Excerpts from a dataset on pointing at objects

● ● ● ● ●

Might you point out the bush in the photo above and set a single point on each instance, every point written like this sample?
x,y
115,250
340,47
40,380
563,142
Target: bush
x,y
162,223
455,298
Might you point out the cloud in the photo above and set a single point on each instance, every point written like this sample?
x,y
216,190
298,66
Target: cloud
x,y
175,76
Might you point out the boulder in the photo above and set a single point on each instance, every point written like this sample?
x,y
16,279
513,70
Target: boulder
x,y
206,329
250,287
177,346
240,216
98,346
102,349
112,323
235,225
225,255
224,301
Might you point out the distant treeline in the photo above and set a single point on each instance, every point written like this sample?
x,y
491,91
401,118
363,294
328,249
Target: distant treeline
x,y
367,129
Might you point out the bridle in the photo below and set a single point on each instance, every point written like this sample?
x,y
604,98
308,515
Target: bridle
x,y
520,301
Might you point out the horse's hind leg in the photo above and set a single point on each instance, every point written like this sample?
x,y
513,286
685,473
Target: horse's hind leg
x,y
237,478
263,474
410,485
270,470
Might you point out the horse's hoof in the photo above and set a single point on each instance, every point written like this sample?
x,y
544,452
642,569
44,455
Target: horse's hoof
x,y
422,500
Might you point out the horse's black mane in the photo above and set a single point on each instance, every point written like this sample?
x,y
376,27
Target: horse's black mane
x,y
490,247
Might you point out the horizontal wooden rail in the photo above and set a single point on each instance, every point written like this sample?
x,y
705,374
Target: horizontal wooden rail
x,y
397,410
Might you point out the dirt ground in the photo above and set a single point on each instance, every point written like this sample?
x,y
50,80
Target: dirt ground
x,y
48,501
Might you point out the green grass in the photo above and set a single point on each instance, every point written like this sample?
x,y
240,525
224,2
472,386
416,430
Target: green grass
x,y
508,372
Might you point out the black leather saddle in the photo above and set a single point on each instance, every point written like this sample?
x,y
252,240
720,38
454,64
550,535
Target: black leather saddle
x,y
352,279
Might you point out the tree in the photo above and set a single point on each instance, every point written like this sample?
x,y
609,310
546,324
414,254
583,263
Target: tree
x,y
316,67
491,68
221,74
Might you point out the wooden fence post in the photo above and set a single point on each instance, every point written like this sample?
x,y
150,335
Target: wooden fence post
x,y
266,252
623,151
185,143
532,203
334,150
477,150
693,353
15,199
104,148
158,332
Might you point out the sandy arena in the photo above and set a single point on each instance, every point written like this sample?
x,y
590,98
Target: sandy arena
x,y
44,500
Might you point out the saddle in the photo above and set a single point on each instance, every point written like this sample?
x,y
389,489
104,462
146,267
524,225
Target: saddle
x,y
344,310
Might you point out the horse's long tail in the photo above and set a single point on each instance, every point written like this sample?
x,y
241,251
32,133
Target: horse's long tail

● ● ● ● ●

* GIVEN EXERCISE *
Copy every line above word for word, without changing anything.

* SOLUTION TO THIS PROBLEM *
Might you point out the bush in the photo above and set a single point on each instance, every point written like this sample?
x,y
115,250
340,47
40,380
563,142
Target: bush
x,y
162,223
455,298
Might you point out the cloud in the photo above and set a single point on each instance, every point written like this sample?
x,y
216,190
298,66
Target: cloud
x,y
175,76
Might you point out the boulder in the photo above and set a single point on each instance, every point written like this sample?
x,y
16,279
513,70
Target: boulder
x,y
206,329
250,287
177,346
240,216
98,346
102,349
112,323
235,225
225,255
224,301
Might you point out the distant treeline in the photo above and set a single point on each instance, every point written like this sample?
x,y
491,91
401,118
363,294
328,249
Target: distant treeline
x,y
367,129
Might you point out the bridle in the photo below and set a single point on each instance, every point written like this sample?
x,y
604,98
308,515
Target: bridle
x,y
520,301
Might you point out the horse's hind leg in the photo above and set a single point on each instance, every point written like this sample?
x,y
513,286
685,473
Target: horse's hind leg
x,y
237,478
263,474
410,485
270,470
Might you point out the horse's hoof in the photo above and set a single point on each instance, every point written like this sample?
x,y
544,452
642,569
44,455
Target: horse's hoof
x,y
422,500
Might you point out the horse's black mane in the photo above and set a single point on each instance, every point written like this sample?
x,y
376,27
Target: horse's black mane
x,y
490,247
Might you point out the horizontal wooden rail in the photo above and set a single point on each instance, every point written like this sample?
x,y
705,374
Target: horizontal wooden rail
x,y
397,410
Might you point out the dirt ground in the photo above and set a single point on each instance, every point written like this sample?
x,y
50,80
Target: dirt ground
x,y
48,501
Might you point out the green grass in the photo above and set a single point on each instance, every point written like this sample?
x,y
240,525
224,2
472,386
416,430
Target: green grass
x,y
508,372
Might you point out the black leather saddle in the photo above and set a single point on each instance, every point written like this sample?
x,y
252,240
720,38
454,64
550,535
Target: black leather saddle
x,y
352,279
Might you point out the tree in the photo above and set a single point on each instance, every point written like this sample?
x,y
609,310
546,324
414,254
583,263
Target: tree
x,y
316,67
491,68
221,74
Might you point out the wooden fence post in the photo above and set a single point on each instance, every point written like this sample?
x,y
150,335
Target: wooden fence post
x,y
266,252
623,151
185,143
532,203
334,150
477,150
693,353
15,199
104,148
158,332
Might you point out the sandy arena in the photo above and set a single point on each instance, every point written like this sample?
x,y
590,98
Target: sandy arena
x,y
44,500
Might you point out the saddle in the photo above and set a single point on each instance, every point written like this sample?
x,y
389,489
104,462
146,267
524,225
Target: saddle
x,y
344,310
Might you point out the horse's long tail in the photo above and set a single point on each instance, every point written like this sample?
x,y
241,251
32,133
Target: horse's long tail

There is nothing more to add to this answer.